*Problems and tasks*.
**a)** Answer these questions from the collection of quotations about neighbors:
(i) Which poem in "North of Boston" is the source of the line about fences?
(ii) Which chapter and verse of Leviticus is cited?
(iii) In which 1950 magazine is the Ordway Tead quotation attributed?
**b)** List every quoted person in the collection of quotations about neighbors whose birth year is given, with that year.
**c)** Extend the collection of quotations about neighbors, starting after the C. S. Lewis entry.

*Reading passage*.
Start of Block

He only says, ‘Good fences make good neighbors.’
-Robert Frost (Robert Lee Frost (1874 - 1963)): “North of Boston” (1914), ‘Mending Wall’; type of work: poem within collected poems in book form
“Love your neighbor as yourself.” -Author Unknown: “The Bible,” ‘Leviticus,’ chapter 19, verse 18.
“We should learn to live and love our neighbors as ourselves for the sake of peace and progress.” -David McCallum (David Keith McCallum, Junior (born 1933))
“Love thy neighbor as yourself, but choose your neighborhood.” -Louise Lester Beal (1867 - 1952)
“More and more clearly every day, out of biology, anthropology, sociology, history, economic analysis, psychological insight, plain human decency, and common sense, the necessary mandate of survival, that we shall love all our neighbors as we do ourselves, is being confirmed and reaffirmed.” -Ordway Tead (1891 - 1973): as attributed in “Forbes” (1950) magazine and “The Forbes Scrapbook of Thoughts on the Business of Life” (1992), page 66
“Do not waste time bothering whether you ‘love’ your neighbor; act as if you did. As soon as we do this we find one of the great secrets. When you are behaving as if you loved someone, you will presently come to love him. If you injure someone you dislike, you will find yourself disliking him more. If you do him a good turn, you will find yourself disliking him less.” -C. S. Lewis (Clive Staples Lewis (1898 - 1963)): “Mere Christianity” (1952)

End of Block

*Stored data*.
Start of Block

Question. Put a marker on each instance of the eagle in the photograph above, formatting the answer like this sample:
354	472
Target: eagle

End of Block

*Responses by task*.
**a)**
(i) "Mending Wall"
(ii) Chapter 19, verse 18
(iii) "Forbes"

**b)**
- Robert Frost: 1874
- David McCallum: 1933
- Louise Lester Beal: 1867
- Ordway Tead: 1891
- C. S. Lewis: 1898

**c)**
“Be at war with your vices, at peace with your neighbors, and let every new year find you a better man.” -Benjamin Franklin (Benjamin ‘Ben’ Franklin (1706 - 1790))
“All human beings are my neighbors. We share the same planet.” -Ana Monnar
“Is it so great a step to realize that all people everywhere are neighbors?” -Arthur Dunn
“It is discouraging to try to be a good neighbor in a bad neighborhood.” -William Castle (1914 - 1977)
“You can be a good neighbor only if you have good neighbors.” -Howard E. Koch
“A bad neighbor is a misfortune, as much as a good one is a great blessing.” -Hesiod: “Works and Days” (about 700 B.C.)
“A good neighbor is a welcome blessing!” -Author Unknown
My neighbor knocked on my door at 2:30 a.m. this morning - can you believe that, 2:30 a.m.?! Luckily for him, I was still up playing my bagpipes!
“Few of us could bear to have ourselves for neighbors.” -Mignon McLaughlin (1913 - 1983)
“The only people who listen to both sides of a family quarrel are the next-door neighbors.” -Author Unknown
“For what do we live, but to make sport for our neighbors, and laugh at them in our turn?” -Jane Austen: “Pride and Prejudice” (1813)
“They who are all things to their neighbors cease to be anything to themselves.” -Norman Douglas (George Norman ‘Norman’ Douglas (1868 - 1952))
Mrs. Miller: Mrs. Johnson, when you returned my eggbeater, I found you had broken it. What are you going to do about it? Mrs. Jones: That’s ridiculous. In the first place, I never borrowed your eggbeater. Furthermore, it was in good condition when I brought it back. And anyway, it was broken when you lent it to me.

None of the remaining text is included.